> Passage shown:
══════

In the outcome, it proved impossible to distinguish between the two kinds of twins by skin grafting, but the causal connexion between Owen’s phenomenon and our own was obvious, and we were now confident of our ability to make adult animals accept tissue homografts by reproducing in the laboratory the very state of affairs that had come about by natural accident in twin cattle. Billingham, L. Brent, and I eventually succeeded in doing so, and our first report on the matter was published in 1953¹. In the meantime M. Haek⁶, working against an entirely different conceptual background, had reproduced Owen’s phenomenon in chickens by the ingenious method of making a deliberate synchorial parabiosis between chick embryos in the shell. At hatching the parabionts separated, and from now on they were incapable of making antibodies against each other’s red cells, or, as later work showed⁷, of rejecting grafts of each other’s skin. It is now known that chimerism can occur naturally, though rarely, in twin sheep, and more rarely still in twin human beings⁸; in twin chickens it is probably the general rule. That chimerism should occur in man is clear proof that the principle of tolerance applies to human beings as well as to laboratory animals, and human chimeric twins can accept grafts of each other’s skin⁹.

══════

> Dataset excerpt:
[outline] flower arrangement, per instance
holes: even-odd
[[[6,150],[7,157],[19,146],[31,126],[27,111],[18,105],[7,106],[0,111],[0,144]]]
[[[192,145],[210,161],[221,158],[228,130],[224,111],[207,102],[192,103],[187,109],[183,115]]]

══════

> Problem to solve: Carry the passage on tolerance in chimeric twins forward from its last sentence. The listing plays no part in the work here.

> Exercise result:
Some properties of the tolerant state
The main points that emerged from our analysis of the tolerant state were these. In the first place, tolerance must be due to an alteration of the host, not to an antigenic adaptation of the grafted cells, for grafts newly transplanted in adult life have no opportunity to adapt themselves, and the descendants of the cells injected into foetal or newborn animals can be shown by N.A. Mitcbison’s methods to retain their antigenic power¹⁰. Once established, the state of tolerance is systemic; if one part of the body will tolerate a foreign graft, so will another; we found no evidence that a tolerated graft builds up a privileged position for itself within its own lymphatic territory. The stimulus that is responsible for instating tolerance is an antigenic stimulus – one which, had it been applied to older animals, would have caused them to become sensitive or immune. A plural stimulus can induce plural tolerance; the donor will usually contain several important antigens that are lacking in the recipient, and long-lasting tolerance must imply tolerance of them all. The state of tolerance is specific in the sense that it will discriminate between one individual and another, for an animal made tolerant of grafts from one individual will not accept grafts from a second individual unrelated to the first; but it will not discriminate between one tissue and another from the same donor. The injection of leucocytes or lymphoid cells can confer tolerance of skin grafts, for example; and later work has shown that the same is true of grafts of thyroid tissue, ovary, kidney, and adrenal gland. These various tissues do indeed differ in their antigenic make-up, but not, apparently, in respect of antigens that play an important part in transplantation immunity. If leucocytes lacked some important antigen present in skin, it is difficult to see how they could confer tolerance of skin; and P.L. Krohn, using more direct and more critical methods, has found it impossible to distinguish between the antigenic make-up, so far as it governs their transplantability, of ovary and skin¹¹.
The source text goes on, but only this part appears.